Work to be completed - Count the lines in the data below that contain the string "hood", treating uppercase and lowercase letters as distinct. Give only the number.

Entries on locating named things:
──────────

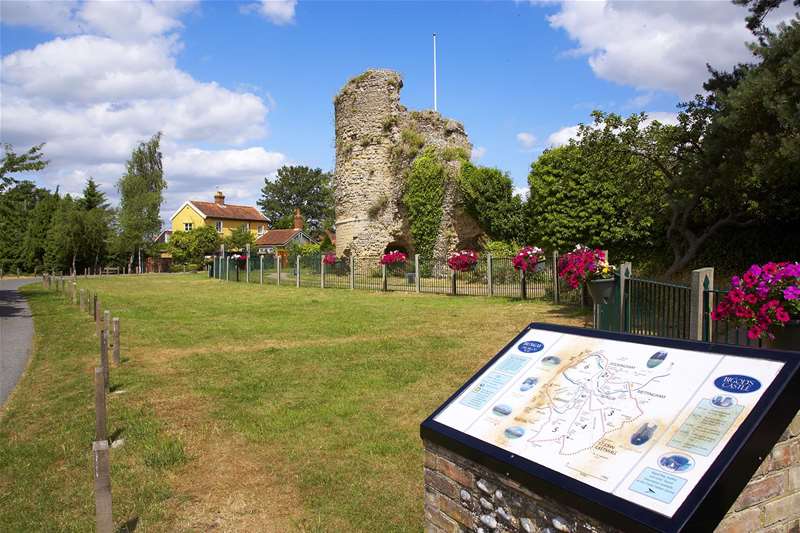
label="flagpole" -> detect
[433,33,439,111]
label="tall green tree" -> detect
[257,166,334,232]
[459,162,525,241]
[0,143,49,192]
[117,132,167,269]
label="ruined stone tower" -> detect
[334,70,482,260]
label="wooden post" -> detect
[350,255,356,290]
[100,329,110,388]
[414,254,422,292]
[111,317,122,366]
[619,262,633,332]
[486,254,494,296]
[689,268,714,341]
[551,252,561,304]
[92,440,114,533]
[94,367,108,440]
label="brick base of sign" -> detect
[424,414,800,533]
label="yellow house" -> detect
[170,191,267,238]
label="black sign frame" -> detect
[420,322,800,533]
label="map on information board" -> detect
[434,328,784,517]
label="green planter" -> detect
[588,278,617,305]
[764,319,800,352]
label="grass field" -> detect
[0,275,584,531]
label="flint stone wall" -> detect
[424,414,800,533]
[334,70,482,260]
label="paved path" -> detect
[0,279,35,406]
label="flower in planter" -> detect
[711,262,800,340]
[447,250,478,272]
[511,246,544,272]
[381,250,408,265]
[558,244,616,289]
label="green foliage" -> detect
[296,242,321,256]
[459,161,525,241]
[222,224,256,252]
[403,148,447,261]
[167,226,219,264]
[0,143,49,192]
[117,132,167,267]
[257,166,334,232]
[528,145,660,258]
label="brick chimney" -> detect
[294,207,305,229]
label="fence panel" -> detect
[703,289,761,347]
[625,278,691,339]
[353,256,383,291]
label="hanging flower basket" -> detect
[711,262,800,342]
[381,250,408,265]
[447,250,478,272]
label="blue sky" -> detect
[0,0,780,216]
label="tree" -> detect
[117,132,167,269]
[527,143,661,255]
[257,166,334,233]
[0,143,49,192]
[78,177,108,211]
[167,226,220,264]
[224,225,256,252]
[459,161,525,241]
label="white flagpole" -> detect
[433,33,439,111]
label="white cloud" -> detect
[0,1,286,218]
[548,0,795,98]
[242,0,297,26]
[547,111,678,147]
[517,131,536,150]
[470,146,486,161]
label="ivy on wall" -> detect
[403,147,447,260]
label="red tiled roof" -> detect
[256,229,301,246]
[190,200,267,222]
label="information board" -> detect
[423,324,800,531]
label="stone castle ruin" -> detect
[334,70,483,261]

──────────

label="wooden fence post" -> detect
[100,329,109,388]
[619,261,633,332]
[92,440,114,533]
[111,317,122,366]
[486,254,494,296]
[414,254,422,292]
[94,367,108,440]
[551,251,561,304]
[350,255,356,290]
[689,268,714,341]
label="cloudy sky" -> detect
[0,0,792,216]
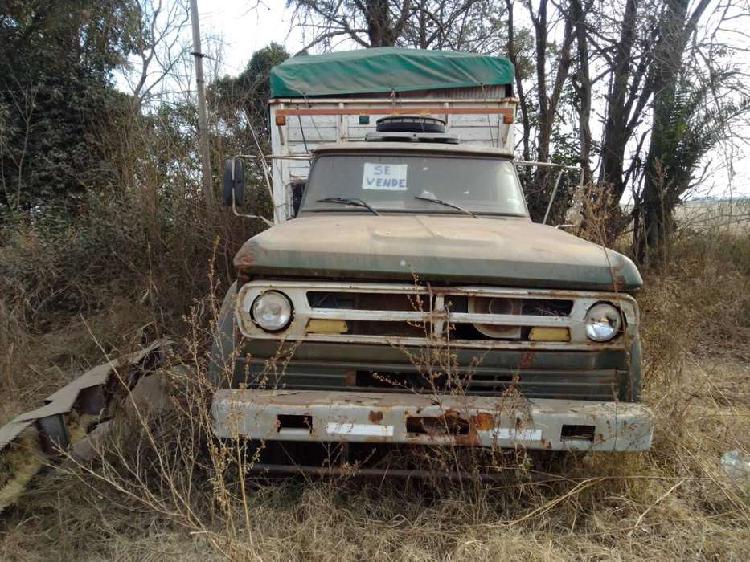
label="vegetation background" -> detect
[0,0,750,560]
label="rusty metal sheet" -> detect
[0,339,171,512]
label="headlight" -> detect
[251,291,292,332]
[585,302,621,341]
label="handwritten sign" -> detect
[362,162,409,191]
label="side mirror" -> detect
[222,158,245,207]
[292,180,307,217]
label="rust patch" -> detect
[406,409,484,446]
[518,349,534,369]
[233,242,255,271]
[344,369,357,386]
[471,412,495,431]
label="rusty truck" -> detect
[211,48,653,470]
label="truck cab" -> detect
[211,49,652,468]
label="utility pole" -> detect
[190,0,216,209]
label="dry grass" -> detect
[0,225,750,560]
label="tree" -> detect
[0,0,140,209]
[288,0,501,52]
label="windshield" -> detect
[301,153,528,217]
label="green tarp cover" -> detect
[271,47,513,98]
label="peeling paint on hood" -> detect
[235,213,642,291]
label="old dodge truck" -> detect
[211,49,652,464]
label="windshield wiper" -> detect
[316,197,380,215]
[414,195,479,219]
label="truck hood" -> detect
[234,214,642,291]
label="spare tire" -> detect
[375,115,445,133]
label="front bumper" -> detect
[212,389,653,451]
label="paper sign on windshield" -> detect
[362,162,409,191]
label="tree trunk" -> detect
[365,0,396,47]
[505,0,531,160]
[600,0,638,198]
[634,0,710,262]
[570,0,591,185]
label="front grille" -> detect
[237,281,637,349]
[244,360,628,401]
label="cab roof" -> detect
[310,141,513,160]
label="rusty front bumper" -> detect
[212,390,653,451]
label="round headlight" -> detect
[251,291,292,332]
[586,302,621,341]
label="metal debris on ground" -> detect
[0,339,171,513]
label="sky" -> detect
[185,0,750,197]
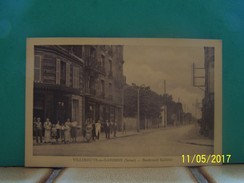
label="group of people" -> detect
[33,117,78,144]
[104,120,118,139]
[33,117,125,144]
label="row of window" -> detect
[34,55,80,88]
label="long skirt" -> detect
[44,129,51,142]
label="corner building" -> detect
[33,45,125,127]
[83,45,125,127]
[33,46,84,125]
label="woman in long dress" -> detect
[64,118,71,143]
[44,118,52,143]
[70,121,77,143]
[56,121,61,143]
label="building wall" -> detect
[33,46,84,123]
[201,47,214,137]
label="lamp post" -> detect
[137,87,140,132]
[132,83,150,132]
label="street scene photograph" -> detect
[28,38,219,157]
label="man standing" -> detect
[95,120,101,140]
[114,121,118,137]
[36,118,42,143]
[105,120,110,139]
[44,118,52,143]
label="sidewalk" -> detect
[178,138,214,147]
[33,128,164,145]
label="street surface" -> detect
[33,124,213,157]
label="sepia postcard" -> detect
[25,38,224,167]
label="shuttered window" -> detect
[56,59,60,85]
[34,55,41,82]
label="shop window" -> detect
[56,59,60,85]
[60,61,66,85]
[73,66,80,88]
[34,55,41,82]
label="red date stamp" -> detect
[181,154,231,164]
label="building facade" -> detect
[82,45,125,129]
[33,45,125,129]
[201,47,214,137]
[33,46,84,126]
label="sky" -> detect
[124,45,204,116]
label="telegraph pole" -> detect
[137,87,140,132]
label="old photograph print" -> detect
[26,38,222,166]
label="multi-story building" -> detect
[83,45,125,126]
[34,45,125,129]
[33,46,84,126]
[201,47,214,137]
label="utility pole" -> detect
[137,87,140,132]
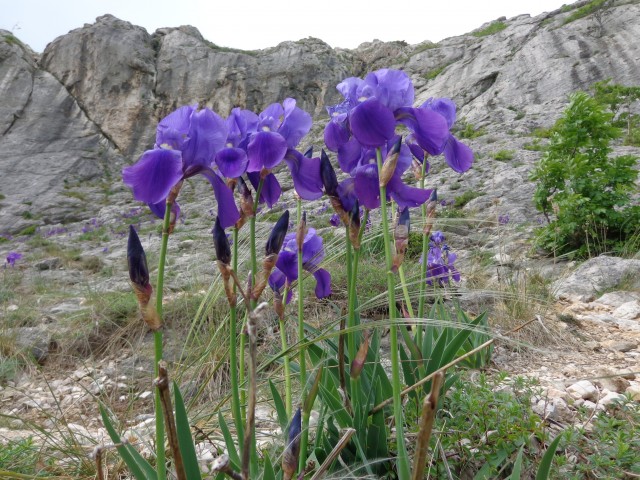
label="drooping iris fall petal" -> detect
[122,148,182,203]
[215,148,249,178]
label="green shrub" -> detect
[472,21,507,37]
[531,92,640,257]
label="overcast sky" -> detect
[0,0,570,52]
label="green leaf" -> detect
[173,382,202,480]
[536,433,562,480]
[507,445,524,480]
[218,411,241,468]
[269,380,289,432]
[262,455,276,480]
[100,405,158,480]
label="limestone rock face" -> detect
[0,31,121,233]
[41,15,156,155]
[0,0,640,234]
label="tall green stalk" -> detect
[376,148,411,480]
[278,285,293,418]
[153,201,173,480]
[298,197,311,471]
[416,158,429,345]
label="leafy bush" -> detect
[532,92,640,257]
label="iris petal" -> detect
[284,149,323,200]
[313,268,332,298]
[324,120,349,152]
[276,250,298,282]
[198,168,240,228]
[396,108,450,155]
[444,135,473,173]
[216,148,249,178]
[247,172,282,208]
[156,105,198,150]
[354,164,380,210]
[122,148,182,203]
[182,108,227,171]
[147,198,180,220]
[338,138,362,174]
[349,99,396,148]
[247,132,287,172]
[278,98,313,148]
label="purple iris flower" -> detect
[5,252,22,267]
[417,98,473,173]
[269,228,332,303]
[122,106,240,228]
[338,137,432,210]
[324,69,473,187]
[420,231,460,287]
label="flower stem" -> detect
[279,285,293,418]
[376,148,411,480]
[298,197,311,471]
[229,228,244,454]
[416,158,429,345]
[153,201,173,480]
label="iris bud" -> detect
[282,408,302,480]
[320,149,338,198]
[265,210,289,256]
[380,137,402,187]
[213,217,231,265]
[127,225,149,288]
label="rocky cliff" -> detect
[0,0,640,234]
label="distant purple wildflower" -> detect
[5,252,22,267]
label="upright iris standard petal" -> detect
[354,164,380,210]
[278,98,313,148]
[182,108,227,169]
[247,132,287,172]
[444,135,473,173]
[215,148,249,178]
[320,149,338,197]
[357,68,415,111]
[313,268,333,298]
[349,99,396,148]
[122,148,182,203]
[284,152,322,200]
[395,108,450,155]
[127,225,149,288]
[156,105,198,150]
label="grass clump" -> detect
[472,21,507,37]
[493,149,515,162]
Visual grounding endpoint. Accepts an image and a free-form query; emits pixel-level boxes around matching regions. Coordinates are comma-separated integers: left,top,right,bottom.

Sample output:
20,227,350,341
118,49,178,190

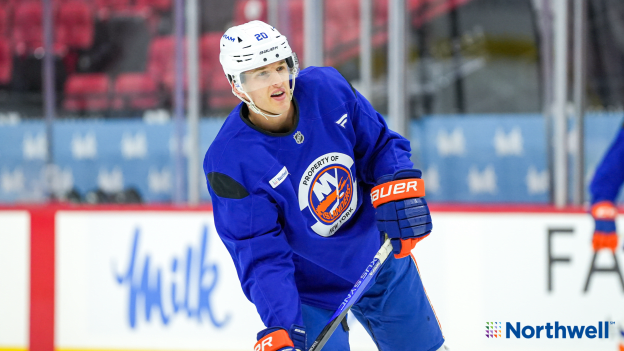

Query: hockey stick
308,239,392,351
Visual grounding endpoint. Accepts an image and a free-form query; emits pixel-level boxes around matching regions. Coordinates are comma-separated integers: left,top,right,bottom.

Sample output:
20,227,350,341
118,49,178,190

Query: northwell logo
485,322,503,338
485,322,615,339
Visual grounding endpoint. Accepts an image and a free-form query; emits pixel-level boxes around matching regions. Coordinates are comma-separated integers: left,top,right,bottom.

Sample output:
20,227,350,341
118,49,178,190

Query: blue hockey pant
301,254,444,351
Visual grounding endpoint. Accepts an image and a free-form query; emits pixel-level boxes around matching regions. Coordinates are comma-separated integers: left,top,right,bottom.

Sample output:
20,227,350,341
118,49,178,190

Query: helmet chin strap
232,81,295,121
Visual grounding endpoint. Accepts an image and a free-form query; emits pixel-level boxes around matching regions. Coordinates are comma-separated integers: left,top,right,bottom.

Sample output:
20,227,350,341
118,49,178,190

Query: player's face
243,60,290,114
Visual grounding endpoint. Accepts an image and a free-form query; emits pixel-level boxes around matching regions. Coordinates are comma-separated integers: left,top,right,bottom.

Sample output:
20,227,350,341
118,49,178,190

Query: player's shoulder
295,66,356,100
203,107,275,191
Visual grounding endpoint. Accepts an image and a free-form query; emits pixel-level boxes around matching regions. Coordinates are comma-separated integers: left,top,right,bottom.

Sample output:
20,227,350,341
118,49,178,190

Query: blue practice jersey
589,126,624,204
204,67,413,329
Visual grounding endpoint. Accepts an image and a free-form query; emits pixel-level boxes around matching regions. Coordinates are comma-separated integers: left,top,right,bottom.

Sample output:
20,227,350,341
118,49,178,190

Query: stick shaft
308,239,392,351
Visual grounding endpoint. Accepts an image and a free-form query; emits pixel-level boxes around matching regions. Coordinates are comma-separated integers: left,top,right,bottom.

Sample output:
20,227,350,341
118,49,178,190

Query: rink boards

──────────

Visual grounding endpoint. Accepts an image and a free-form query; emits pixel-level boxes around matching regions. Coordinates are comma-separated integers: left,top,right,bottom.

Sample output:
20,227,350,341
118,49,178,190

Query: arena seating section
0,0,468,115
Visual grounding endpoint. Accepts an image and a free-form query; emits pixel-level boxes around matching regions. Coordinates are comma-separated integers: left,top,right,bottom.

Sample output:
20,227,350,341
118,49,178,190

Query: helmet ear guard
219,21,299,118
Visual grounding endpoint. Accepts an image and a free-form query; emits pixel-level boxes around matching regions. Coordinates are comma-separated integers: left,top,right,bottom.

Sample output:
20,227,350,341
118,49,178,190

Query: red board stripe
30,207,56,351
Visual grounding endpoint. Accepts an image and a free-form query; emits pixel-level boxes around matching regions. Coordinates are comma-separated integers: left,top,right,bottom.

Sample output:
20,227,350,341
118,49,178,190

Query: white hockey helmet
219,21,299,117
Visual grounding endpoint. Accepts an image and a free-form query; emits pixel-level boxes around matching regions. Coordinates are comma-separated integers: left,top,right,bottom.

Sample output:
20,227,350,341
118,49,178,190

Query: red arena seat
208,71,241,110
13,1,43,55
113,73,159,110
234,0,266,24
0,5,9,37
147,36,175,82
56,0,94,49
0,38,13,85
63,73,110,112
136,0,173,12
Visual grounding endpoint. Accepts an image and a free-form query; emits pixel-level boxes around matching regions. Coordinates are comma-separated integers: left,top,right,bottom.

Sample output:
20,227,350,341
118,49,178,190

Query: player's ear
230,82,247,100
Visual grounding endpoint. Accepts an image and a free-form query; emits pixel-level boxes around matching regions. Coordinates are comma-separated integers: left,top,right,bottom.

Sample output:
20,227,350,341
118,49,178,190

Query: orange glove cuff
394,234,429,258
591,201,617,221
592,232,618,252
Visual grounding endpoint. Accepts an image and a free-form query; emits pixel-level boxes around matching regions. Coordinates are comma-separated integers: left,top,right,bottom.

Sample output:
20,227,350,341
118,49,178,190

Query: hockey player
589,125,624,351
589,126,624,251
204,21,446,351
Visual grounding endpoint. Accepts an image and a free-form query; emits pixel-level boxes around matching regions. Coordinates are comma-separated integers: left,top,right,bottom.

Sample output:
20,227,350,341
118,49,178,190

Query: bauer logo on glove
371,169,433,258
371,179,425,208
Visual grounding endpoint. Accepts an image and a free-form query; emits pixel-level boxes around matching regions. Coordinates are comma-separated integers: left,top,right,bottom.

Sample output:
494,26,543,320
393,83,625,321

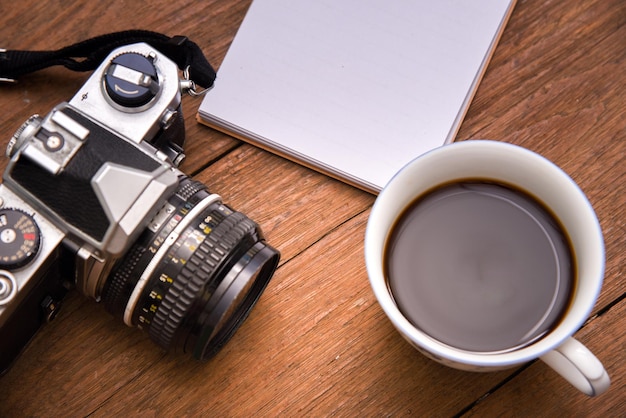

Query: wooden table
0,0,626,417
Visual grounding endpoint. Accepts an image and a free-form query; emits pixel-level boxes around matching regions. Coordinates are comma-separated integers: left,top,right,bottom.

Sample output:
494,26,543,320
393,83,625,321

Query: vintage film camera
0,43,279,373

──────────

Result for this exercise - 2